**SUPPLIED MATERIAL**
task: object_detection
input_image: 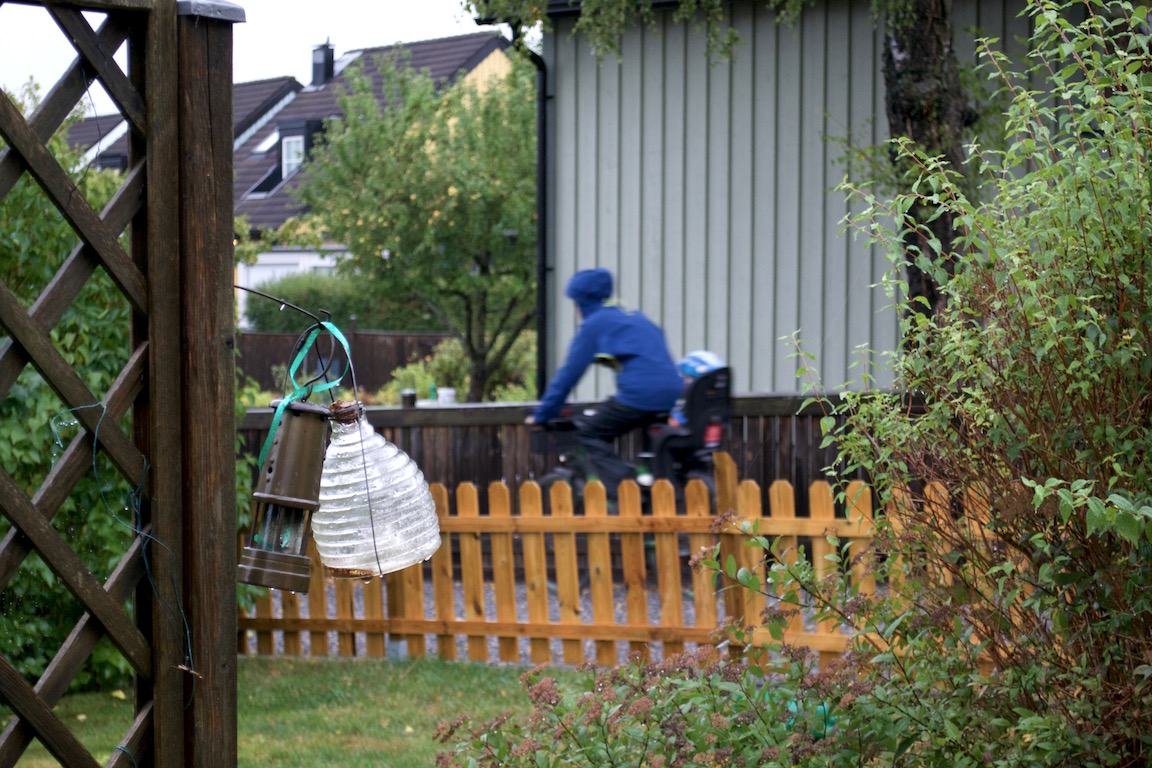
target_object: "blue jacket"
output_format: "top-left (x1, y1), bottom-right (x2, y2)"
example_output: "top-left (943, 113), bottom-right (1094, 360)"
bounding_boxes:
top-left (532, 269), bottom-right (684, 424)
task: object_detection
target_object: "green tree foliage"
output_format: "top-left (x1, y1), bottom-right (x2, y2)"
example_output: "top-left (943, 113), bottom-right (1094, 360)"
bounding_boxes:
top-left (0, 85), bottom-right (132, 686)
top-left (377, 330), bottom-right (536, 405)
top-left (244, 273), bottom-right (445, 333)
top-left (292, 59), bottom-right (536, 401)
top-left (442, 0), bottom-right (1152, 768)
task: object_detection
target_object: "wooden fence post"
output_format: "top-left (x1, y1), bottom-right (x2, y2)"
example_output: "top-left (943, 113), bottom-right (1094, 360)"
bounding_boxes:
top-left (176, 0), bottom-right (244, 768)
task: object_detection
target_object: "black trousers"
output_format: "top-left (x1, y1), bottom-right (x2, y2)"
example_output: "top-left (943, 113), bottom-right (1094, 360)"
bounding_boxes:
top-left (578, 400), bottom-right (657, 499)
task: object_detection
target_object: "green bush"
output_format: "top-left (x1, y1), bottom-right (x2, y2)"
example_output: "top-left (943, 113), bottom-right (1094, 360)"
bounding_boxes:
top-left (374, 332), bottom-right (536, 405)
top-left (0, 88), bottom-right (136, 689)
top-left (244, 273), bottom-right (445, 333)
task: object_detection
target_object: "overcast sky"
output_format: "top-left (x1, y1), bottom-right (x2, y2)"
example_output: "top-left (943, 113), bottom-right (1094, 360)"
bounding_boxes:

**WHAT THE TASK REQUIRES**
Convert the material from its start up to and including the line with "top-left (532, 269), bottom-right (684, 424)" into a two-column CSV headed input and output. Each row should pair one input with its output, each in a single quoted field with line breaks changed to spaces, and the pictures should be left out.

**FULL SOLUTION**
input,output
"task: object_detection input_image: target_object: ""blue jacket"" output_format: ""top-left (x1, y1), bottom-right (x2, y2)"" example_output: ""top-left (943, 113), bottom-right (1094, 360)"" bounding_boxes:","top-left (532, 269), bottom-right (684, 424)"